◆ **Task description**
Render every line of the items below as a Markdown table with the columns "Row" and "Line", numbering the rows and skipping blank lines. Leave the pictures out.

◆ **The input**
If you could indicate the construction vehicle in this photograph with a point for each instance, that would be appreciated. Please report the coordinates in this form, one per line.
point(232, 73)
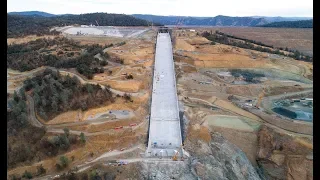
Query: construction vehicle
point(97, 22)
point(175, 156)
point(261, 95)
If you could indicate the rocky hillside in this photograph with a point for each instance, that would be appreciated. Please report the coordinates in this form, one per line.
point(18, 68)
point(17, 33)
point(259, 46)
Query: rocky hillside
point(284, 157)
point(218, 159)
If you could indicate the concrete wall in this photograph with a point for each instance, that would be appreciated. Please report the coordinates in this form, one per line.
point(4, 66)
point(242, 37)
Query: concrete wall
point(165, 131)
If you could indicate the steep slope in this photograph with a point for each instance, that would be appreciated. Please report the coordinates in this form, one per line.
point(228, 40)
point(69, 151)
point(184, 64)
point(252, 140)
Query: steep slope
point(26, 25)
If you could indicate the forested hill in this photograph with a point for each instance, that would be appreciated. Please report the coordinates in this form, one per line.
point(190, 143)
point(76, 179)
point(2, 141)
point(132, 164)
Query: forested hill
point(291, 24)
point(25, 25)
point(204, 21)
point(32, 13)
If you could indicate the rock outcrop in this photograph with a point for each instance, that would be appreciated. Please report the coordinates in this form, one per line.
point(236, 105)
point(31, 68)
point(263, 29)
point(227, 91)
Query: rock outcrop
point(218, 159)
point(281, 156)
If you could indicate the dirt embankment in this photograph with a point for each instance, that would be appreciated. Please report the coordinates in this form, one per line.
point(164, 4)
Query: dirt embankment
point(285, 157)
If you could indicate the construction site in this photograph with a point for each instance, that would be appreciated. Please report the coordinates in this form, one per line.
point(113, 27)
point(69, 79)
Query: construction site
point(195, 109)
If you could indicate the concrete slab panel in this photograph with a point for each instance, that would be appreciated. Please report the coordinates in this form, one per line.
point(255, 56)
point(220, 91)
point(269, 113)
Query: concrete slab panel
point(165, 131)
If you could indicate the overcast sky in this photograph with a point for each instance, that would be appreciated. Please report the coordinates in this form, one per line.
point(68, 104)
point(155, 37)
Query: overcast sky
point(208, 8)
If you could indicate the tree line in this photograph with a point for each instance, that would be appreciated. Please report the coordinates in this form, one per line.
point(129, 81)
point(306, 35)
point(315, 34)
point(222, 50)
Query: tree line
point(250, 44)
point(54, 94)
point(18, 26)
point(291, 24)
point(34, 54)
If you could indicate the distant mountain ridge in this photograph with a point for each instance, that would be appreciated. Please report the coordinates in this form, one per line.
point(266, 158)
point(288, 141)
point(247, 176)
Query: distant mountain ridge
point(290, 24)
point(32, 13)
point(219, 20)
point(21, 25)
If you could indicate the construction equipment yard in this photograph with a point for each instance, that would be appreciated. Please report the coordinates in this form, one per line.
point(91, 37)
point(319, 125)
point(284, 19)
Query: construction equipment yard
point(226, 96)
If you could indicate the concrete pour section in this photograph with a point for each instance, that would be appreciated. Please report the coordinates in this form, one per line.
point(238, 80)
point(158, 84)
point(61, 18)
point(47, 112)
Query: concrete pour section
point(164, 133)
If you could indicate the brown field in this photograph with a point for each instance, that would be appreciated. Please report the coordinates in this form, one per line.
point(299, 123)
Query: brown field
point(299, 39)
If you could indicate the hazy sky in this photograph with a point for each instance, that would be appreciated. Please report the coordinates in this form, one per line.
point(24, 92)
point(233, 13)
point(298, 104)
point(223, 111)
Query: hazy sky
point(209, 8)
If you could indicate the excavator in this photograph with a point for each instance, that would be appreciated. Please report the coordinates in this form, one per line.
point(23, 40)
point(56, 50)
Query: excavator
point(175, 156)
point(261, 95)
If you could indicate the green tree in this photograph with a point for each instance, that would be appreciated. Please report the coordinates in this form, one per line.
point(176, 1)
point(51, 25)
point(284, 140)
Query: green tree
point(66, 131)
point(15, 96)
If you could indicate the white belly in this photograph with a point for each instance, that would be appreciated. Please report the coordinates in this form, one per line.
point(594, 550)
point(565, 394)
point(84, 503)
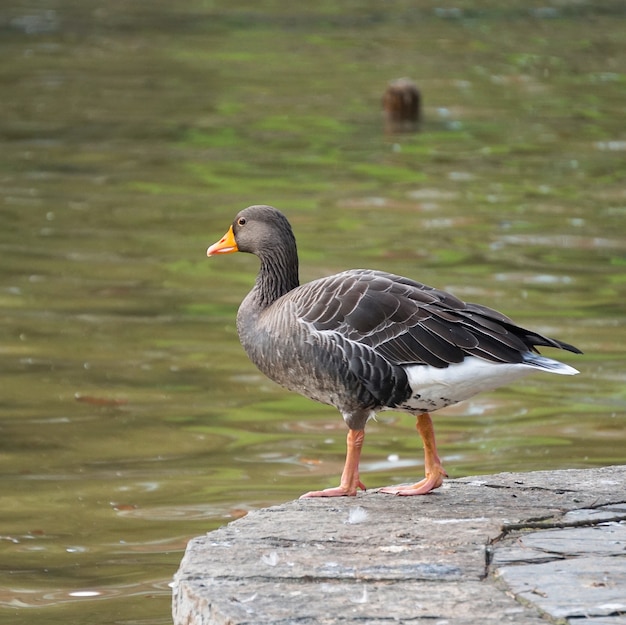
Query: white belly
point(434, 388)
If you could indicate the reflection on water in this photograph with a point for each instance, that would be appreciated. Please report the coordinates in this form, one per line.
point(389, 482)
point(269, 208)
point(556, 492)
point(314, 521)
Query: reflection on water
point(130, 135)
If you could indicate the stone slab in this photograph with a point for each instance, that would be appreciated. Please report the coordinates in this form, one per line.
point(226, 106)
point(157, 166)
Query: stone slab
point(516, 548)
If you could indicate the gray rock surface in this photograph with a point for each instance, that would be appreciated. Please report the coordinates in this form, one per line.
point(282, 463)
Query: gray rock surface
point(510, 548)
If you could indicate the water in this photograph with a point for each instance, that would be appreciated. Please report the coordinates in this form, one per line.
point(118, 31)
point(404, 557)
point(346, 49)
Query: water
point(131, 134)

◆ **Result of the exercise**
| Row | Line |
|---|---|
| 1 | If you could indicate the construction vehicle in this photograph with a point for each instance, that would be appreciated. Please report the coordinates in this form, one per line. |
| 2 | point(232, 73) |
| 3 | Query: construction vehicle |
| 4 | point(97, 22) |
| 5 | point(175, 156) |
| 6 | point(261, 95) |
| 7 | If you could indicate the rocky hillside in this photograph with a point for each instance, that would be appreciated. Please report the coordinates in this form, one per line. |
| 8 | point(18, 68) |
| 9 | point(17, 33) |
| 10 | point(259, 46) |
| 11 | Query: rocky hillside |
| 12 | point(284, 157) |
| 13 | point(218, 159) |
| 14 | If you could indicate the concrete wall in this photograph with a point for each instance, that would be appreciated. Please report the coordinates in this form, one per line. |
| 15 | point(4, 66) |
| 16 | point(242, 37) |
| 17 | Query: concrete wall |
| 18 | point(165, 131) |
| 19 | If you could indicate the steep slope in this photograph with a point for each instance, that would be appreciated. Please report the coordinates in this form, one per line. |
| 20 | point(228, 40) |
| 21 | point(69, 151) |
| 22 | point(184, 64) |
| 23 | point(252, 140) |
| 24 | Query: steep slope |
| 25 | point(26, 25) |
| 26 | If you could indicate the forested hill in this photograph with a point for each instance, that would be appreciated. Please report the coordinates in this form, one per line. |
| 27 | point(190, 143) |
| 28 | point(76, 179) |
| 29 | point(2, 141) |
| 30 | point(132, 164) |
| 31 | Query: forested hill |
| 32 | point(291, 24) |
| 33 | point(25, 25) |
| 34 | point(204, 21) |
| 35 | point(32, 13) |
| 36 | If you could indicate the rock outcrop in this photograph with a point for each instance, that would be appreciated. Please report the coordinates in this form, one per line. |
| 37 | point(236, 105) |
| 38 | point(31, 68) |
| 39 | point(263, 29) |
| 40 | point(227, 91) |
| 41 | Query: rock outcrop |
| 42 | point(218, 159) |
| 43 | point(281, 156) |
| 44 | If you could indicate the dirt embankment in this photograph with a point for each instance, that would be appreciated. Please report the coordinates in this form, one per line. |
| 45 | point(164, 4) |
| 46 | Query: dirt embankment |
| 47 | point(285, 157) |
| 48 | If you could indicate the construction site in this photograph with a point for each instance, that would be appreciated. Please report the coordinates in this form, one per line. |
| 49 | point(113, 27) |
| 50 | point(69, 79) |
| 51 | Query: construction site |
| 52 | point(195, 109) |
| 53 | If you could indicate the concrete slab panel in this photograph with a point for each instance, that would be appreciated. Please report the coordinates in this form, one per line. |
| 54 | point(255, 56) |
| 55 | point(220, 91) |
| 56 | point(269, 113) |
| 57 | Query: concrete slab panel |
| 58 | point(165, 131) |
| 59 | If you could indicate the overcast sky in this photograph with a point for each instance, that would be appreciated. Please report the coordinates in this form, one per line. |
| 60 | point(68, 104) |
| 61 | point(155, 37) |
| 62 | Query: overcast sky |
| 63 | point(208, 8) |
| 64 | If you could indicate the tree line in this photograph with a point for each instance, that would be appreciated. Please report the coordinates in this form, one per line. |
| 65 | point(129, 81) |
| 66 | point(306, 35) |
| 67 | point(315, 34) |
| 68 | point(222, 50) |
| 69 | Query: tree line |
| 70 | point(250, 44) |
| 71 | point(54, 94) |
| 72 | point(18, 26) |
| 73 | point(291, 24) |
| 74 | point(34, 54) |
| 75 | If you could indicate the distant mountain ridge in this photograph with a point for each instance, that would be appreciated. Please report the coordinates in this form, one per line. |
| 76 | point(266, 158) |
| 77 | point(288, 141) |
| 78 | point(247, 176) |
| 79 | Query: distant mountain ridge |
| 80 | point(290, 24) |
| 81 | point(32, 13) |
| 82 | point(219, 20) |
| 83 | point(21, 25) |
| 84 | If you could indicate the construction equipment yard in this photograph with a point for each instance, that would be appreciated. Please report the coordinates in this form, one per line. |
| 85 | point(91, 37) |
| 86 | point(319, 125) |
| 87 | point(284, 19) |
| 88 | Query: construction equipment yard |
| 89 | point(226, 96) |
| 90 | If you could indicate the concrete pour section in this photograph with a point for each instance, that would be appreciated. Please report the coordinates in this form, one per line. |
| 91 | point(238, 80) |
| 92 | point(158, 84) |
| 93 | point(61, 18) |
| 94 | point(47, 112) |
| 95 | Query: concrete pour section |
| 96 | point(164, 133) |
| 97 | If you could indicate the brown field in this photograph with a point for each instance, that would be appreciated. Please report the coordinates in this form, one per line. |
| 98 | point(299, 123) |
| 99 | Query: brown field |
| 100 | point(299, 39) |
| 101 | If you could indicate the hazy sky in this photograph with a point for each instance, that would be appreciated. Please report the coordinates in this form, one per line. |
| 102 | point(24, 92) |
| 103 | point(233, 13) |
| 104 | point(298, 104) |
| 105 | point(223, 111) |
| 106 | Query: hazy sky |
| 107 | point(209, 8) |
| 108 | If you could indicate the excavator in this photograph with a point for each instance, that would be appreciated. Please report the coordinates in this form, one per line. |
| 109 | point(23, 40) |
| 110 | point(56, 50) |
| 111 | Query: excavator |
| 112 | point(175, 156) |
| 113 | point(261, 95) |
| 114 | If you could indicate the green tree in this photograph with a point for each instance, that would be appreciated. Please report the coordinates in this form, one per line. |
| 115 | point(176, 1) |
| 116 | point(51, 25) |
| 117 | point(284, 140) |
| 118 | Query: green tree |
| 119 | point(66, 131) |
| 120 | point(15, 96) |
| 121 | If you could indicate the white belly in this photograph with a point for each instance, that would be appreciated. Please report the coordinates in this form, one per line. |
| 122 | point(594, 550) |
| 123 | point(565, 394) |
| 124 | point(84, 503) |
| 125 | Query: white belly |
| 126 | point(434, 388) |
| 127 | If you could indicate the reflection on water in this photograph with a point for each instance, that would be appreciated. Please report the coordinates in this form, one per line. |
| 128 | point(389, 482) |
| 129 | point(269, 208) |
| 130 | point(556, 492) |
| 131 | point(314, 521) |
| 132 | Query: reflection on water |
| 133 | point(130, 135) |
| 134 | If you could indicate the stone slab in this photograph with a point for each instance, that would be appreciated. Please report the coordinates in this form, one per line. |
| 135 | point(226, 106) |
| 136 | point(157, 166) |
| 137 | Query: stone slab |
| 138 | point(516, 548) |
| 139 | If you could indicate the gray rock surface in this photograph with a point for each instance, that would be appreciated. Please report the coordinates in this form, one per line. |
| 140 | point(282, 463) |
| 141 | Query: gray rock surface |
| 142 | point(510, 548) |
| 143 | If you could indicate the water in this photograph with a point for each instance, that would be appreciated. Please report the coordinates in this form, one per line. |
| 144 | point(118, 31) |
| 145 | point(404, 557) |
| 146 | point(346, 49) |
| 147 | Query: water |
| 148 | point(131, 134) |